Task requirements: Below are the records; they must be reproduced verbatim.

Listed records:
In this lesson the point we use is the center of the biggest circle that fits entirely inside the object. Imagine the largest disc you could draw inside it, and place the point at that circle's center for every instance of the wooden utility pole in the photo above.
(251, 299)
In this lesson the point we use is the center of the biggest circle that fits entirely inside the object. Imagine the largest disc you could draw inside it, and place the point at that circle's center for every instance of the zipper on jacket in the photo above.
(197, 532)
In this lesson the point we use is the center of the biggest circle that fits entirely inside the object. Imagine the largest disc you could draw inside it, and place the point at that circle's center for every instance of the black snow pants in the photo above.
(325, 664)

Answer section:
In this lesson the point we use is the center of the biggest circle that fits entirely inside the object. Imagine the largest disc you could draw inside it, and place the point at that circle's center for every instance of the wooden utility pole in the photo above.
(251, 299)
In this lesson the point we use is the center of the biggest circle that fits entirely inside the object. Imagine the largest disc you could draw inside it, and place the point at that circle's center for every instance of the zipper on jacket in the photo above.
(197, 532)
In this lesson the point we use is the center of the biggest circle that fits entirely inside the object. Imagine the largest disc you could draw inside it, and place the point at that circle's center for every instance of the black snow pants in the photo above.
(325, 664)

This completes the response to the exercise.